- **Objective**
Continue the liquidity and capital resources section from its last sentence onward.

- **Text section**

LIQUIDITY & CAPITAL RESOURCES
The Company’s primary source of liquidity is its cash and short-term marketable securities. During the first nine months of 2008, the Company generated $9.2 million in cash from operating activities compared with $14.3 million in the same period one year ago. This decrease was primarily due to lower net earnings and changes in operating assets and liabilities. To date in 2008, the Company borrowed $1.5 million under the Company’s short-term borrowing facility and used $2 million of cash for capital expenditures. Capital expenditures are expected to be approximately $2-$3 million for the full year of 2008.
The Company paid cash dividends of $4.1 million and $3.4 million in the nine months ended September 30, 2008 and 2007, respectively. On April 29, 2008, the Company’s Board of Directors increased the quarterly dividend rate from $.11 to $.14 per share. This represents an increase of 27% in the quarterly dividend rate. The impact of this will be to increase cash dividends paid annually by approximately $1.4 million.

- **Rows**
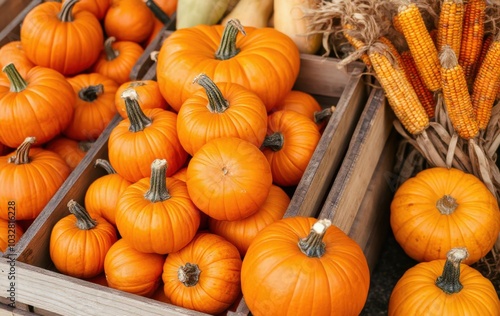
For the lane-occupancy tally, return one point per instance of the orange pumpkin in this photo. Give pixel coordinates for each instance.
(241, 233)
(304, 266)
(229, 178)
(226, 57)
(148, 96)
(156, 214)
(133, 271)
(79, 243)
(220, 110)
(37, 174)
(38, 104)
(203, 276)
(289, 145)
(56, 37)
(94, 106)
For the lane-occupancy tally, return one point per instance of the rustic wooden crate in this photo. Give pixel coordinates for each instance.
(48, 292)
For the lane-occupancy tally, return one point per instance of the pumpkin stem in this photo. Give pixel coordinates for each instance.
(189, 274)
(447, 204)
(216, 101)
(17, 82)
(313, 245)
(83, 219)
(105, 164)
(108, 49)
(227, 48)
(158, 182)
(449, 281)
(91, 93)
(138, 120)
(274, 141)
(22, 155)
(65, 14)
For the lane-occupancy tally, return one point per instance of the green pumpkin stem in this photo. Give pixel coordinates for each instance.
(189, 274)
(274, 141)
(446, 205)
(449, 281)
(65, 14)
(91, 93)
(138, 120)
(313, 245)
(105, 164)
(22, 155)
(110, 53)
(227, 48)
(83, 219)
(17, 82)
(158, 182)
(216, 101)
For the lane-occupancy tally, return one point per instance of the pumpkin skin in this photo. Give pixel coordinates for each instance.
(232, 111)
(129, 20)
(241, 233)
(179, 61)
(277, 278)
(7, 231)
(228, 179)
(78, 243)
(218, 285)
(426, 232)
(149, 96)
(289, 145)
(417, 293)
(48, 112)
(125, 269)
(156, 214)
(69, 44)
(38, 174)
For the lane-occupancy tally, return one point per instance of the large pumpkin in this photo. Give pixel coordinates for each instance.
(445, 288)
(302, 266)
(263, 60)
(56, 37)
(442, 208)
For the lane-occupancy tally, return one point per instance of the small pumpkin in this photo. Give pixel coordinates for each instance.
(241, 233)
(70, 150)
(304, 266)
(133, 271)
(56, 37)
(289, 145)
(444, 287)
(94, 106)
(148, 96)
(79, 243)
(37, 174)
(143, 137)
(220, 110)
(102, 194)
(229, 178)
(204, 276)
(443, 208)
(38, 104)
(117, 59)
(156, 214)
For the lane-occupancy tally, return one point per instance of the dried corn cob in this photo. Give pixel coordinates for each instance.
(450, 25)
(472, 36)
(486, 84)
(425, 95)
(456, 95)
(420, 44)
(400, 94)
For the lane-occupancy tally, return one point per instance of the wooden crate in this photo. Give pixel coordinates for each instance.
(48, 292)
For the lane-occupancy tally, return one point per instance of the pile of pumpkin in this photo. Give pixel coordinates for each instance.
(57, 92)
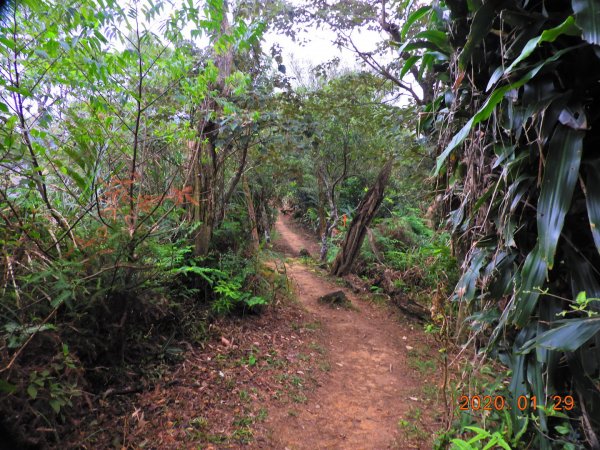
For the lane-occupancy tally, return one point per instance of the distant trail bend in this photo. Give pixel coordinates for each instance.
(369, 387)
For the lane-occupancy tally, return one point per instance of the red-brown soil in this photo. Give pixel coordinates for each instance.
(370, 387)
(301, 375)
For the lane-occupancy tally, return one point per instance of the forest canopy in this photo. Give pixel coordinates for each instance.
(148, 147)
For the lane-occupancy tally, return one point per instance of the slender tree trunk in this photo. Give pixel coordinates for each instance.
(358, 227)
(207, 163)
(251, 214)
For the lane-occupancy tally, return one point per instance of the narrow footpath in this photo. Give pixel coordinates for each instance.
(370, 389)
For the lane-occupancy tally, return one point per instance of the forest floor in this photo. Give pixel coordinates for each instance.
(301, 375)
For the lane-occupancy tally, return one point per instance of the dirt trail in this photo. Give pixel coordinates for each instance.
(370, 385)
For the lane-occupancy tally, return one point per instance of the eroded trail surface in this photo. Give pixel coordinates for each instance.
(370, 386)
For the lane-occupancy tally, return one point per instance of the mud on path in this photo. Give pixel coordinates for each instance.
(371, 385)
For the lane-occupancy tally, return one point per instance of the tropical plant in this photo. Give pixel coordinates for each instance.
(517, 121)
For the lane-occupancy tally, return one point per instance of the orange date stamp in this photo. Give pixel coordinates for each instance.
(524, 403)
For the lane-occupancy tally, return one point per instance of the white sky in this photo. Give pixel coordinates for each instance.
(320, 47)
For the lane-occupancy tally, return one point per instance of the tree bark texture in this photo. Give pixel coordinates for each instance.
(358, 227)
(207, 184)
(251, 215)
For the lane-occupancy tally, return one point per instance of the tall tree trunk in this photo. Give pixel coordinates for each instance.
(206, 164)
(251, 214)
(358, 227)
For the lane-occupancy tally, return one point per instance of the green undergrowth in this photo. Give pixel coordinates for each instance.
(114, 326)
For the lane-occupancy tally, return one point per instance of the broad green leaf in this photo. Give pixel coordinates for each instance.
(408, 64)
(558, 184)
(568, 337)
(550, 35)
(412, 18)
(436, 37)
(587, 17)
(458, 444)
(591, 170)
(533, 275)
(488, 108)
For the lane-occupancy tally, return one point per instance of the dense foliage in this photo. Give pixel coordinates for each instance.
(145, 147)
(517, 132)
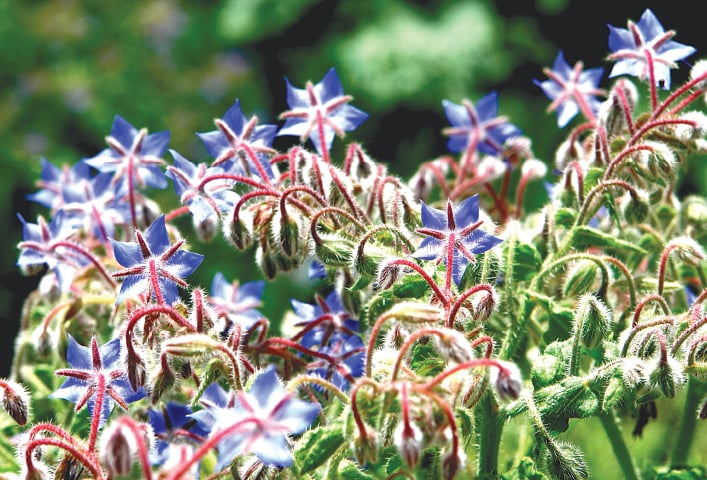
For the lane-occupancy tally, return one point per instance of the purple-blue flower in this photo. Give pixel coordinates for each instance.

==

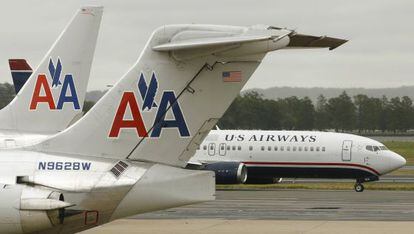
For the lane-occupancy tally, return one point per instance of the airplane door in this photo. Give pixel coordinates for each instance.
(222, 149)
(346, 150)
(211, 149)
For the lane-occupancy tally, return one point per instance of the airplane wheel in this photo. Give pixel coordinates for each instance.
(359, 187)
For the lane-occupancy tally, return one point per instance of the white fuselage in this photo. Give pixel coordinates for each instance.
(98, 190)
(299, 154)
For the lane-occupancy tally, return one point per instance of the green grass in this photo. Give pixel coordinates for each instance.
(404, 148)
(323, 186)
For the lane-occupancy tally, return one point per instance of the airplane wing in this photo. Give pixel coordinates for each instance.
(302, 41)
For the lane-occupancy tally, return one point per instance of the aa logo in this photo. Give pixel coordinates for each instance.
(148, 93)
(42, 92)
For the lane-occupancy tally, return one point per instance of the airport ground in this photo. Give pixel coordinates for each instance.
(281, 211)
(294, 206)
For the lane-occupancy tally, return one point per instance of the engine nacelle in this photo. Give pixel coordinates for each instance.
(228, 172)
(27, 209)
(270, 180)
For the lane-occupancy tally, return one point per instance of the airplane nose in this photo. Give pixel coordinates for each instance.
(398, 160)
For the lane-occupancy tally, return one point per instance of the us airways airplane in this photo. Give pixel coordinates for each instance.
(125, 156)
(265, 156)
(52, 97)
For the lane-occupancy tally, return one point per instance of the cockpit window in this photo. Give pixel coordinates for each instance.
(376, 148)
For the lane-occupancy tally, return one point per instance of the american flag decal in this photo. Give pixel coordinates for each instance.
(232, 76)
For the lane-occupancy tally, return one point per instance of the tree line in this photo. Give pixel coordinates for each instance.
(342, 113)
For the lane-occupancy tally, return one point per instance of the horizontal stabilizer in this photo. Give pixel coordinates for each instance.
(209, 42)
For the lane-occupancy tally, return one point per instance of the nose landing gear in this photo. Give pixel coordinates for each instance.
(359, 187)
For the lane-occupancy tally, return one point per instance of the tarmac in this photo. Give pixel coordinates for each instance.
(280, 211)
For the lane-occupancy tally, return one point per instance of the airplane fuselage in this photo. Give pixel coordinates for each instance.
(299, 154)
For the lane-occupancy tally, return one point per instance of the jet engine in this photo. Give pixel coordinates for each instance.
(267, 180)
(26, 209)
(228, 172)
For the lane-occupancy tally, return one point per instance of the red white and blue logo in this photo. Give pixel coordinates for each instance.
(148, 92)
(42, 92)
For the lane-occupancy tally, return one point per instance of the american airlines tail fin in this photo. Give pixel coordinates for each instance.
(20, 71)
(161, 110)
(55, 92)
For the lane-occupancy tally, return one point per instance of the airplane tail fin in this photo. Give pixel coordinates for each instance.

---

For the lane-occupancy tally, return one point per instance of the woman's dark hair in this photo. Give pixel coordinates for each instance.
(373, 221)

- **Exercise answer**
The Company continues to repurchase its common stock under its share repurchase program when the Company believes market conditions are favorable. To date in 2008, the Company has repurchased 296,182 shares at a total cost of $8.4 million. The Company currently has 620,725 shares available under its previously announced buyback program.
As of September 30, 2008, the Company had a total of $50 million available under its borrowing facility, under which total outstanding borrowings were $2 million. The facility includes one financial covenant that specifies a minimum level of net worth. The Company was in compliance with the covenant at September 30, 2008. The facility expires on April 30, 2009.
The Company will continue to evaluate the best uses for its free cash, including continued increased dividends, stock repurchases and acquisitions.
11
The Company believes that available cash and marketable securities, cash provided by operations, and available borrowing facilities will provide adequate support for the cash needs of the business in 2008.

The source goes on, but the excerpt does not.